# Directions for this task:
Repeat the rows word for word, beginning at the start of the rows and continuing through the line containing "[1206, 860]", with both ends included. Leave the pictures out of your answer.

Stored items

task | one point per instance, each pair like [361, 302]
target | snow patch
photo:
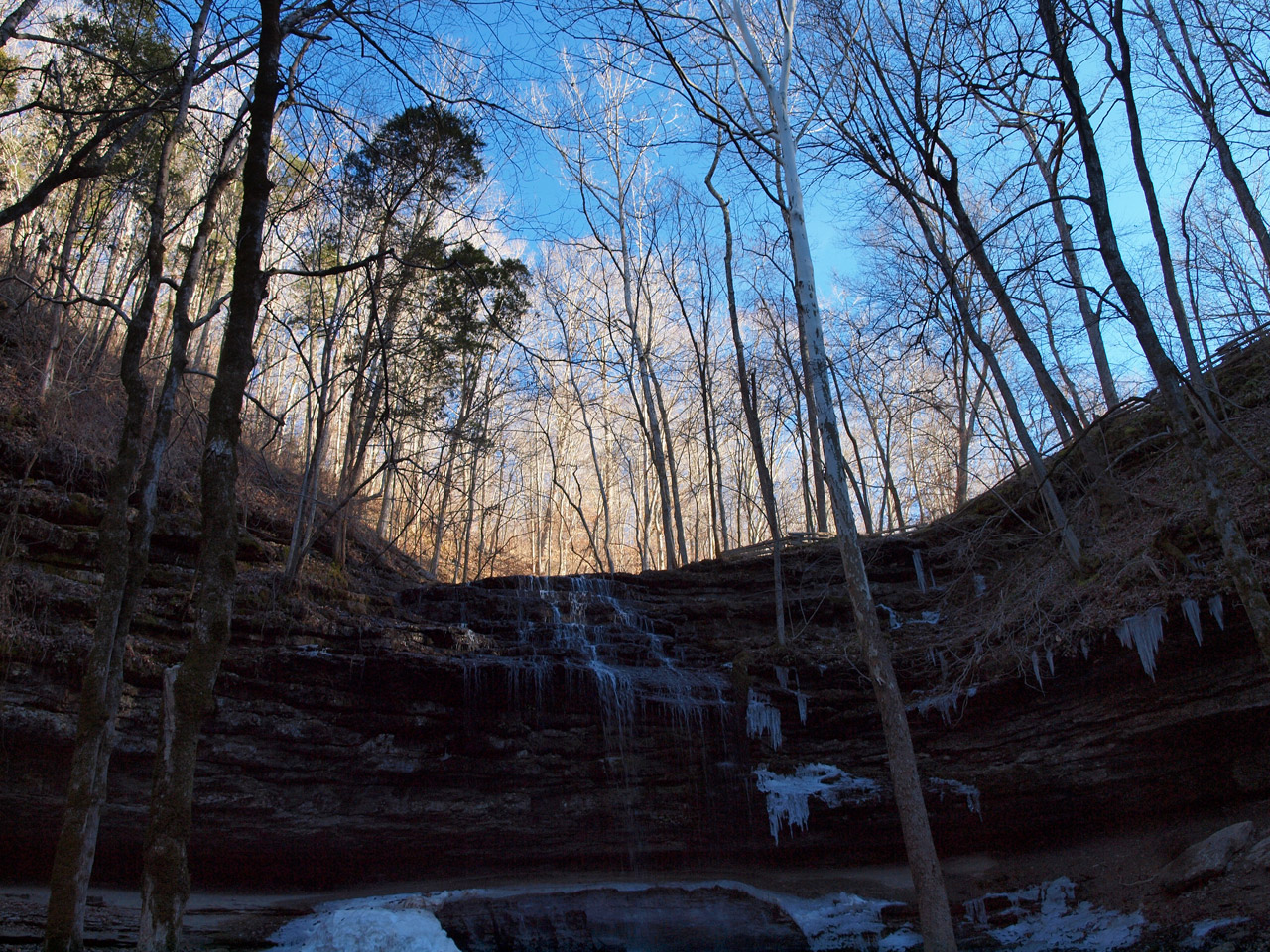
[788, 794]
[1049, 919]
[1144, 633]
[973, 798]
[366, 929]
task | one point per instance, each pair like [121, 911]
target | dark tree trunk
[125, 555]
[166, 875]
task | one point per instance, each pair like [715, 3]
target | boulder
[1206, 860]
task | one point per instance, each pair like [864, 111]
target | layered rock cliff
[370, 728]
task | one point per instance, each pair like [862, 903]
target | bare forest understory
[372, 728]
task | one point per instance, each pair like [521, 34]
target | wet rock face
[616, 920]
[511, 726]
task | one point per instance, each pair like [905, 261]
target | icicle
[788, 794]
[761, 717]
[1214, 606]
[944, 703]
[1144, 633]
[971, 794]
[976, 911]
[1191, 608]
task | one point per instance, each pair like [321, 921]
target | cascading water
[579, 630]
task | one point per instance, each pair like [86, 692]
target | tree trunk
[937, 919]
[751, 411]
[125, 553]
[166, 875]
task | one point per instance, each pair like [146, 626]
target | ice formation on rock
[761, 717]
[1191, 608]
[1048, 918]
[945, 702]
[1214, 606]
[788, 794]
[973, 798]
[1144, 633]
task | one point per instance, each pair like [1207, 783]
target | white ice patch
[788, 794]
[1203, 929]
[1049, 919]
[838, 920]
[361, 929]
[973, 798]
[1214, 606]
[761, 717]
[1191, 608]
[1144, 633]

# Answer to the exercise:
task | one point per instance, each pair like [361, 302]
target | snow patch
photo:
[788, 794]
[1049, 919]
[1144, 633]
[973, 798]
[366, 929]
task | one point per instance, each pair like [121, 911]
target | dark tree trunk
[125, 555]
[166, 875]
task | one point per instance, each pair like [715, 3]
target | boulder
[1206, 860]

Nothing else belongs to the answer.